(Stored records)
** START **
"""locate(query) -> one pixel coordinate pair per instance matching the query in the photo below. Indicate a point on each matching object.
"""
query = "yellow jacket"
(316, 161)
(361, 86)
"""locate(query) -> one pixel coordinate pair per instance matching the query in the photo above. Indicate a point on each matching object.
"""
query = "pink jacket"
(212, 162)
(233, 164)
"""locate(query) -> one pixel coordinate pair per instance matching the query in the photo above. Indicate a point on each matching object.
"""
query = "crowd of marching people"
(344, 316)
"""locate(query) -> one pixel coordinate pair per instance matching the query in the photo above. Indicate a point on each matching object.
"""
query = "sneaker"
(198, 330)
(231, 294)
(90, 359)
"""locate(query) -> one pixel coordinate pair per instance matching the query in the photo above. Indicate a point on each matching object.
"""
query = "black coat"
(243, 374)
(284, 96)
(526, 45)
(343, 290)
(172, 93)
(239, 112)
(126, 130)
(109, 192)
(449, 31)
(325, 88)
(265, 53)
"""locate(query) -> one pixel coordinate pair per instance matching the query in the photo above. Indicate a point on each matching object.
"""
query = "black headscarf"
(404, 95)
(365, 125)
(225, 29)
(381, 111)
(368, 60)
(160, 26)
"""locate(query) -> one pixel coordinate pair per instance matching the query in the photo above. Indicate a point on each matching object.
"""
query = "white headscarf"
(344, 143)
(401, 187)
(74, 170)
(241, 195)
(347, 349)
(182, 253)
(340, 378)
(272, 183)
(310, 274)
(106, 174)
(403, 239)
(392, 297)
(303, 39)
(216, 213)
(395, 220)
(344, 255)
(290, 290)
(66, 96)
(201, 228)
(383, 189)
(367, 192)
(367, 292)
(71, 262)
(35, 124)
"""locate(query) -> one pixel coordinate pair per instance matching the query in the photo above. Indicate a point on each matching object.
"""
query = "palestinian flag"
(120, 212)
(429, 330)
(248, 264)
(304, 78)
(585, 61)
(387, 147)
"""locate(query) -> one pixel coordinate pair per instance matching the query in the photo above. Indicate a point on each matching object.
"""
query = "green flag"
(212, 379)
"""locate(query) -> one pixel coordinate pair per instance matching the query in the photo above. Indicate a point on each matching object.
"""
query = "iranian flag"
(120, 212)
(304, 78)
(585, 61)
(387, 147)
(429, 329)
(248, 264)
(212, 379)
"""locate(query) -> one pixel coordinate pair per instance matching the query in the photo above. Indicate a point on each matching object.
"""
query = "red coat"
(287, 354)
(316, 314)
** END **
[Task description]:
Repeat the records above exactly, from the first line to the last.

[Result of the exercise]:
"""locate(query) -> one pixel coordinate pair per instance matching the query in the photo below. Indicate a point on each matching object.
"""
query = "yellow jacket"
(316, 161)
(361, 86)
"""locate(query) -> one pixel coordinate pair per instance matching the query in the photo above. Indicate a point on each matching object.
"""
query = "pink jacket"
(212, 162)
(233, 164)
"""locate(query) -> one pixel coordinate pair per instance matching the query in the photo above. Indicate a point on each matching object.
"""
query = "crowd of marching people"
(344, 316)
"""locate(query) -> one pixel coordinate pair per instance matching the query in the photo above. Indicate a point on each matching object.
"""
query = "sneaker"
(198, 330)
(231, 294)
(90, 359)
"""locate(query) -> one pixel coordinate pair per instance matching the query in the photo above. Indicate a point on each matching object.
"""
query = "black coat"
(243, 374)
(284, 96)
(526, 45)
(343, 290)
(172, 93)
(239, 112)
(126, 130)
(109, 192)
(449, 31)
(325, 88)
(265, 53)
"""locate(query) -> one pixel coordinate pair per instance matching the query in the photo above. Indicate a point on each matching object.
"""
query = "black headscarf"
(404, 95)
(365, 125)
(225, 29)
(381, 111)
(368, 60)
(160, 26)
"""locate(query) -> one pixel coordinate pair per instance matching the query in the photo above. Indicate a point on each matching object.
"""
query = "white headscarf"
(344, 143)
(401, 187)
(74, 170)
(241, 195)
(347, 349)
(182, 253)
(340, 378)
(272, 183)
(310, 274)
(106, 174)
(403, 239)
(392, 297)
(303, 39)
(216, 213)
(395, 220)
(344, 255)
(290, 290)
(66, 96)
(201, 228)
(383, 189)
(367, 192)
(367, 292)
(71, 262)
(35, 124)
"""locate(query) -> one pixel coordinate pair per instance matching the query in the photo above. Indicate a point on each matching object.
"""
query = "palestinian flag"
(120, 212)
(429, 330)
(248, 264)
(304, 78)
(585, 61)
(387, 147)
"""locate(query) -> one pixel coordinate pair per instance matching the query in the photo above. Indicate a point on each matching object.
"""
query = "green flag"
(212, 379)
"""locate(query) -> one pixel coordinate pair per instance matching the query in the photo above. Indicate a point on each matching object.
"""
query = "iranian flag"
(120, 212)
(304, 78)
(585, 61)
(387, 147)
(429, 329)
(248, 264)
(212, 379)
"""locate(query) -> one pixel coordinate pair per instance matching the query in the photo above. Indicate a point on each matching object.
"""
query = "red coat"
(287, 354)
(316, 314)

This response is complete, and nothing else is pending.